__Work task 1__
Decide whether each statement below agrees with the passage on White House security breaches. Answer yes or no for each, and quote the words from the passage that settle it. (a) In May 1995, Clinton closed Pennsylvania Avenue in front of the White House to everything except pedestrian traffic. (b) The Secret Service opposed closing Pennsylvania Avenue. (c) LaSorsa commented on the latest breach involving the Salahis.
__Work task 2__
Go on with the passage on White House security breaches, starting after its last sentence.

__Selected text__
LaSorsa declined to comment on the latest breach involving the Salahis. But he acknowledged that Latta’s intrusion was painful for the agency.
“None of us had positive feelings,” he said.
For every breach, however, he said an examination follows and security improves. Some improvements are discreet. Others are more blatant, like the decision by Clinton in May 1995 to close Pennsylvania Avenue in front of the White House to all but pedestrian traffic. That move, which the Secret Service had pushed for, came several weeks after the truck bombing of the federal building in Oklahoma City and several months after a man crashed a plane into the White House.
Still, “there is no such thing as perfect security,” James G. Huse Jr., retired assistant director of the U.S. Secret Service, noted in a column this week.
“Any security system for public dignitaries that depends on the discretionary judgments of humans has to accept the risk of human error as a variable. Indeed, in this incident the failure of these controls at a critical checkpoint allowed the Salahis their uninvited access,” he wrote.
“Nevertheless, what is not clearly reported,” he wrote of the latest incident, “is that other concurrent security operations were successfully performed at the state dinner that assured the safety of the President and his distinguished Head of Government guest.”
Huse also recalled a troublesome moment when he was a special agent.
“I remember the state arrival ceremonies on the South Grounds of the White House, in 1979 for the Chinese leader, Deng Xiaoping, that were disrupted by an unruly individual in the press pool who screamed out unflattering epithets at the visiting dignitary during his speech,” he wrote.

__Records from a dataset__
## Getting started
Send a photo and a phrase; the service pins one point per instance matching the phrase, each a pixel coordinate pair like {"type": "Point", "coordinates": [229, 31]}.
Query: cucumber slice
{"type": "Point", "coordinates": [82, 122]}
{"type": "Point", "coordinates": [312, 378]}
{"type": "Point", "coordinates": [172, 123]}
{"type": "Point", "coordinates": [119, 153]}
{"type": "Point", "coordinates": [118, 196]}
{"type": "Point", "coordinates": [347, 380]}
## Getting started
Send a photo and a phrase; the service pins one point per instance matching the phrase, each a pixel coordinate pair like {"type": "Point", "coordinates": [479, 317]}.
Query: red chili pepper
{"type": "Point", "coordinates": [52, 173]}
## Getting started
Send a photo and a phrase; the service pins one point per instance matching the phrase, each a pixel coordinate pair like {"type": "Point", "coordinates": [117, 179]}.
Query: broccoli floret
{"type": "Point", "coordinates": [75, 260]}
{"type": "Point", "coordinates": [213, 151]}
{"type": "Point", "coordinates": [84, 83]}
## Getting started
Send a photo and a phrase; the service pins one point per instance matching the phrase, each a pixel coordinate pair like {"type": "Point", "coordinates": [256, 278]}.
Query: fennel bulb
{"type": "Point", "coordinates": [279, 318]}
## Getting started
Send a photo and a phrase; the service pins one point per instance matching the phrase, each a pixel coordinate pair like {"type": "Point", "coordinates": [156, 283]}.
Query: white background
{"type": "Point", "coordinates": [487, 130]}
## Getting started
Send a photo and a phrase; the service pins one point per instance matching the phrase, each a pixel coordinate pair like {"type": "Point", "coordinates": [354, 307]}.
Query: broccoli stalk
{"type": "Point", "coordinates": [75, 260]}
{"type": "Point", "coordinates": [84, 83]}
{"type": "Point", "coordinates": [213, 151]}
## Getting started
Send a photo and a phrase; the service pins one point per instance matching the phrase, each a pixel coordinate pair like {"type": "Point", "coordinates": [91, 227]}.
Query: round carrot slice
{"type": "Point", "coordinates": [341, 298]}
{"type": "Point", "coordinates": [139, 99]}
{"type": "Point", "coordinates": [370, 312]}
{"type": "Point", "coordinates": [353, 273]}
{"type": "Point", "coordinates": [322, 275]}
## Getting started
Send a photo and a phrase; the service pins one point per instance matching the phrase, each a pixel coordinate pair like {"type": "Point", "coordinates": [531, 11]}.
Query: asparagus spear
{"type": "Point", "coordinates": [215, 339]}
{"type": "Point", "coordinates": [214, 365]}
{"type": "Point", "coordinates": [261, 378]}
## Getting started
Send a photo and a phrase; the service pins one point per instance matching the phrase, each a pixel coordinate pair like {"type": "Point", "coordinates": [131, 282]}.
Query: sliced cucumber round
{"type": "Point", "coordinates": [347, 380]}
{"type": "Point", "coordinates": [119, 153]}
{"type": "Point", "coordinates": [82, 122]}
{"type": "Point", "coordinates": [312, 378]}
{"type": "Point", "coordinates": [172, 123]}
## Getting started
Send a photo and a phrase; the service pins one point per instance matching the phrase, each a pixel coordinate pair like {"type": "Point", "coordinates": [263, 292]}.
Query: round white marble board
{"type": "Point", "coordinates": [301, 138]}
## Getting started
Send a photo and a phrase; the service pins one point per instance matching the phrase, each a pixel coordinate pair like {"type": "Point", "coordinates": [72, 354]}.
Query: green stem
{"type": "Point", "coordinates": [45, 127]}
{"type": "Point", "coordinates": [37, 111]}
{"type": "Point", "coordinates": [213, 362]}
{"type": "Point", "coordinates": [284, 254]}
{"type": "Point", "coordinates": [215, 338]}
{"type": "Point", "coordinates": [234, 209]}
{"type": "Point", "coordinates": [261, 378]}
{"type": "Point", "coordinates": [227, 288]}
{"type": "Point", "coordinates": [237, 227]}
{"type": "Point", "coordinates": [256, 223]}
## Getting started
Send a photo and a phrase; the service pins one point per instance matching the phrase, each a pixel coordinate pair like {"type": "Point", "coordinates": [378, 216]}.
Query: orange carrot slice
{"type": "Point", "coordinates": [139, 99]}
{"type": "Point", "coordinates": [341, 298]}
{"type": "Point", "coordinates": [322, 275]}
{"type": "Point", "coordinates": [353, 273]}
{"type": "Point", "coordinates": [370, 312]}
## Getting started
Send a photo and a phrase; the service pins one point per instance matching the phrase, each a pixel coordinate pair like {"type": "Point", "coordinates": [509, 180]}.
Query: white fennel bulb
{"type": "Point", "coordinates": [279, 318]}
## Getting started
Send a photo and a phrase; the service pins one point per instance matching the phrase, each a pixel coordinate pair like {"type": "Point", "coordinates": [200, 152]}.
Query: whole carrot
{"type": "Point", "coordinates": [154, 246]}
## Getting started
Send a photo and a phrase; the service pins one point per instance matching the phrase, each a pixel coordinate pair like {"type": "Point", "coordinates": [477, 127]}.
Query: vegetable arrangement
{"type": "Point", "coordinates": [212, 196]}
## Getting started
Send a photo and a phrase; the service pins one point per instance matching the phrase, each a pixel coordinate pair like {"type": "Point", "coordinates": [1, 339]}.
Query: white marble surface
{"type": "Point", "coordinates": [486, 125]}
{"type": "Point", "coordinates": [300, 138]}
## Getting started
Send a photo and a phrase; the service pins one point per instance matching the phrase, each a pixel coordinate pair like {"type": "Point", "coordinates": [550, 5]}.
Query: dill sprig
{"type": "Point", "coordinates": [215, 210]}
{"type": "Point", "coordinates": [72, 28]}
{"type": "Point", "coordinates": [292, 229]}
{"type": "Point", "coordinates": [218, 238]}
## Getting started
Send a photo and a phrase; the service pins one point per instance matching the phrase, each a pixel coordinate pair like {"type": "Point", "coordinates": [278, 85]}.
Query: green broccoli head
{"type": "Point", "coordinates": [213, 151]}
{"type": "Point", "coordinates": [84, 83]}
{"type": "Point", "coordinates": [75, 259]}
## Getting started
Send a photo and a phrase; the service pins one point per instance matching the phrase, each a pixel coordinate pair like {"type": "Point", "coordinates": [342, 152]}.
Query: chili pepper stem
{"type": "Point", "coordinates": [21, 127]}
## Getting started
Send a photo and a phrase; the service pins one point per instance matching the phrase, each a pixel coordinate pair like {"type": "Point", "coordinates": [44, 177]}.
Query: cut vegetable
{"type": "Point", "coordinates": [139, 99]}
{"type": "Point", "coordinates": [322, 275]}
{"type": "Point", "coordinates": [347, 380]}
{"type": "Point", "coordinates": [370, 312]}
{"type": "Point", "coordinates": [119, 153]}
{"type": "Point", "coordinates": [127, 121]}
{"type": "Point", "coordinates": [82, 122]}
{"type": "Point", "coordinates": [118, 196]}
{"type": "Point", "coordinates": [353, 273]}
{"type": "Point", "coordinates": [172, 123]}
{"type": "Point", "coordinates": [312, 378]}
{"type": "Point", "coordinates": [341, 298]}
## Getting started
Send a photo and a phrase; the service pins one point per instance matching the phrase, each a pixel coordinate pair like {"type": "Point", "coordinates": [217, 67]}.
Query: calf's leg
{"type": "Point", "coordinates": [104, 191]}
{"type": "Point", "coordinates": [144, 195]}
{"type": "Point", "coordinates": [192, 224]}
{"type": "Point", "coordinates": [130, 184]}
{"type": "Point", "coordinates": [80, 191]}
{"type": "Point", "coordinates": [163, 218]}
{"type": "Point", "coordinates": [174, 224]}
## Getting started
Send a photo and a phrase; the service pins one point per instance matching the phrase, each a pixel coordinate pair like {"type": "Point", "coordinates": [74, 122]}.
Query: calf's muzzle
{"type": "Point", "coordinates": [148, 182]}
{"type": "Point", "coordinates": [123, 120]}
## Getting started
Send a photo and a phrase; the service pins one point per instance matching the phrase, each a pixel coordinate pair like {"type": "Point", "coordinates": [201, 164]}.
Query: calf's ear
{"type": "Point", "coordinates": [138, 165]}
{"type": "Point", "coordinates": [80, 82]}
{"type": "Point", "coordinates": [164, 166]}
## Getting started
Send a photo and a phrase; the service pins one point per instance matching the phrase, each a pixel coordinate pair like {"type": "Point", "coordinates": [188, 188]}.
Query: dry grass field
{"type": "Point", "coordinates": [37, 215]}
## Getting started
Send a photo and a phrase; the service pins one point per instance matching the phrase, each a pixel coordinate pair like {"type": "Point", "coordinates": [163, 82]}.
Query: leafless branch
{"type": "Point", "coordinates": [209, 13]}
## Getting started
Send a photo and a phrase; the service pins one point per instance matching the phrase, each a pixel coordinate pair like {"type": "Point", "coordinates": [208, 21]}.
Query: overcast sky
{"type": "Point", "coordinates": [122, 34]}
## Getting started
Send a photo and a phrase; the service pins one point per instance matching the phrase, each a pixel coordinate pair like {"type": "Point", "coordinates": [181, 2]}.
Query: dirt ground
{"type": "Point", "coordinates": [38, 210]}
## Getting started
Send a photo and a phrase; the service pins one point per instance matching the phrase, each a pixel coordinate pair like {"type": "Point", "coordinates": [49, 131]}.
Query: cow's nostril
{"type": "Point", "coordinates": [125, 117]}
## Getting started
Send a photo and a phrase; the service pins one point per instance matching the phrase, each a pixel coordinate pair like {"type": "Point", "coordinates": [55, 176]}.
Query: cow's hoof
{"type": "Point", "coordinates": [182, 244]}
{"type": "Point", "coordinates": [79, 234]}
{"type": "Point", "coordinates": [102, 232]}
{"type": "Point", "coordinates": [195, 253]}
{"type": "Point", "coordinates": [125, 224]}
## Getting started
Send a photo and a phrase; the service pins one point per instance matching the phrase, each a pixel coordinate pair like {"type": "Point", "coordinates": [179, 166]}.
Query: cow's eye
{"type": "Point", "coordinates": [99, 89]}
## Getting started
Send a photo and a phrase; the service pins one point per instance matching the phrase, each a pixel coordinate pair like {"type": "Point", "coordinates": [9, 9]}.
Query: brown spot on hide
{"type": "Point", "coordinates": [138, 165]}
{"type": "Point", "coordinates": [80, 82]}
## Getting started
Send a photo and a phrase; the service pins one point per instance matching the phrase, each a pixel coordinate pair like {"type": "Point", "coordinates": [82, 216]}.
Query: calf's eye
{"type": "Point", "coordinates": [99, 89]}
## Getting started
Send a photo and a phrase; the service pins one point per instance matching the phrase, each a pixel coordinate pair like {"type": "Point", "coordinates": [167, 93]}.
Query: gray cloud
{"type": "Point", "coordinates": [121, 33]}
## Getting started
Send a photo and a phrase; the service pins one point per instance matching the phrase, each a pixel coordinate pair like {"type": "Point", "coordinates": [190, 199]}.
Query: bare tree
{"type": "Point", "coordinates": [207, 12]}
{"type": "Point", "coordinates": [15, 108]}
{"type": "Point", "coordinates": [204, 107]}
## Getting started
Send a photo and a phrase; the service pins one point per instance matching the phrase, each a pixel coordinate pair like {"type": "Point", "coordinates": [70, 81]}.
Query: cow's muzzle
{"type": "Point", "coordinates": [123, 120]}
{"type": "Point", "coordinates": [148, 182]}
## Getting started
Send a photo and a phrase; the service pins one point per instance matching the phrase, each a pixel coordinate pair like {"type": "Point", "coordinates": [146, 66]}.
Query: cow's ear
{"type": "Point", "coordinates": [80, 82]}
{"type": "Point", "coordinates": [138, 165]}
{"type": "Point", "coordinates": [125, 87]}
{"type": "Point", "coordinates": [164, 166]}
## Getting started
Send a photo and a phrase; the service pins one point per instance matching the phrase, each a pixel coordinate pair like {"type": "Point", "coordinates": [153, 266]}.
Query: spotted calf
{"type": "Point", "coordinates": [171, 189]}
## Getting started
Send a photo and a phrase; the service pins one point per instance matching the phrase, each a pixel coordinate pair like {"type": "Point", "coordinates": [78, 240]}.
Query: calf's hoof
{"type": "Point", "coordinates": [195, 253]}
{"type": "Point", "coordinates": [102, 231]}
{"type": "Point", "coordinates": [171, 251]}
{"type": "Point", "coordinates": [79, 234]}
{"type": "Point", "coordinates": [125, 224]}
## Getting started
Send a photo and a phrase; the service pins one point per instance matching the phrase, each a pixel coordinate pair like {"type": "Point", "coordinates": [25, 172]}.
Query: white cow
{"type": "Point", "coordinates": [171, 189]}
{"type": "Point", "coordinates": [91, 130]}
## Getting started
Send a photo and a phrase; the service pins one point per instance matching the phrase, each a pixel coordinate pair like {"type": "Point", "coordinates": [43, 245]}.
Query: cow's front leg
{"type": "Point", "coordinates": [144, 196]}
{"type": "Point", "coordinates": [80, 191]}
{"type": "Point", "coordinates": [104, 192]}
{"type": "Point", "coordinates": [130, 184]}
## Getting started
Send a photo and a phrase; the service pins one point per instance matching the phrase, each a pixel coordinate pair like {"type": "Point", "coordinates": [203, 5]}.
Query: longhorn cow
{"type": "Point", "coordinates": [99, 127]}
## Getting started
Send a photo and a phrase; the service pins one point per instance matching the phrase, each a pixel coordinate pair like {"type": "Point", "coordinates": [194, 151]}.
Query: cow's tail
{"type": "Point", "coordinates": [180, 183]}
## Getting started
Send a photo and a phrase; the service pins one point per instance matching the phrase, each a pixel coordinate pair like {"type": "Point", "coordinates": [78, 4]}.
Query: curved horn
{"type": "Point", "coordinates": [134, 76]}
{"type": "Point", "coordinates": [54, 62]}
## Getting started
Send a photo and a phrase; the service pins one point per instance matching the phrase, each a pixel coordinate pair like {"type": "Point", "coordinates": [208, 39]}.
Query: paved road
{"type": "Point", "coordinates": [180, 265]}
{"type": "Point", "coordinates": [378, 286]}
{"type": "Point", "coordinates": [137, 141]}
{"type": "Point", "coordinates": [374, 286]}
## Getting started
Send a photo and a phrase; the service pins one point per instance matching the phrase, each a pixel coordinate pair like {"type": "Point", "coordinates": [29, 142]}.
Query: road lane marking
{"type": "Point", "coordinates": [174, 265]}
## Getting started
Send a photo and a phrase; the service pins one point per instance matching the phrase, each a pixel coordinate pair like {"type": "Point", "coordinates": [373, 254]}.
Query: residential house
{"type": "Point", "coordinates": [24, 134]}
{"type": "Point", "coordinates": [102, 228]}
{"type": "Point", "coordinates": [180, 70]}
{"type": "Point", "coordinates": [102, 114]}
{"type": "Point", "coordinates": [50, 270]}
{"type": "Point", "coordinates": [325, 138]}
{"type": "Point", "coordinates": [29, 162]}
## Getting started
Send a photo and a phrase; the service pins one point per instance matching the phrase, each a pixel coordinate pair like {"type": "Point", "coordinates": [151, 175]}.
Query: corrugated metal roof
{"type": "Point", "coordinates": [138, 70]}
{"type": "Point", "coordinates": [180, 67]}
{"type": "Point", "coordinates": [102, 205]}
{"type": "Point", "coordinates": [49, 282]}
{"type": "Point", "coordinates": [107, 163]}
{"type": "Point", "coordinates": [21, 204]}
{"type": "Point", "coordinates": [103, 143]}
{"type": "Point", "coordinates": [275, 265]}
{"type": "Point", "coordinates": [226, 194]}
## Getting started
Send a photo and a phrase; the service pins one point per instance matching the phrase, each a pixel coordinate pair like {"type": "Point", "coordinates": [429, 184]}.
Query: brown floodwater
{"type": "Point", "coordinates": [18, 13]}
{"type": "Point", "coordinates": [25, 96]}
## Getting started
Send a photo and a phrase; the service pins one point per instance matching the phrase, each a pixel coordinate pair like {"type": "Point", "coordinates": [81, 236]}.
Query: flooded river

__Response area 1__
(a) Yes: "the decision by Clinton in May 1995 to close Pennsylvania Avenue in front of the White House to all but pedestrian traffic"
(b) No: "That move, which the Secret Service had pushed for"
(c) No: "LaSorsa declined to comment on the latest breach involving the Salahis."

__Response area 2__
An investigation revealed that impostor had claimed affiliation with a nonexistent publication to gain the press credentials. “Neither President Carter or Leader Deng Xiaoping were endangered in any way,” Huse noted.
As an assistant director, he was also the chief investigator for the White House security review that followed the September 1994 small-plane crash on the South Grounds of the White House, and for the October 1994 incident when Francisco Duran fired semiautomatic weapons at people on the North Grounds of the White House.
Current Secret Service Director Mark Sullivan took full responsibility for the breach by the Salahis at a congressional hearing this week. But the agency feels the criticism has overshadowed the good work it has done.
“In spite of last week’s incident, the safety of those we protect has been and remains the agency’s highest priority,” Secret Service spokesman Malcolm D. Wiley Sr. said in a statement issued Thursday night. “In the last year alone, we safely cleared 1.2 million visitors through the White House without incident. However, we clearly understand that there is absolutely no margin for error, and we will take whatever steps necessary to ensure that this type of failure is not repeated.
“We as an agency are constantly in a state of self-assessment. We do not have the luxury of celebrating the successes we have had, but rather we have always scrutinized, studied and adjusted to mistakes and emerging threats.”
Author Ronald Kessler doesn’t think the agency is doing enough. He was highly critical of the Secret Service in his book “In the President’s Secret Service: Behind the Scenes with Agents in the Line of Fire and the Presidents They Protect.” He also wrote an unflattering column on the security breach by the Salahis for Newsmax.com.
“The fact the couple was allowed in in this dangerous age is a disgrace and is symptomatic of lax standards at the Secret Service since it was absorbed by the Department of Homeland Security in 2003,” Kessler wrote. “What is needed is a shakeup of Secret Service management, including replacement of Secret Service Director Mark Sullivan with a director from the outside who will change the management culture.”
As for Robert Latta, he was charged with a misdemeanor but apparently never prosecuted. He had his brief moment of fame as a recurring gag by comedian Rich Hall on “Saturday Night Live.”
The Salahis certainly seem like an “SNL” skit waiting to happen.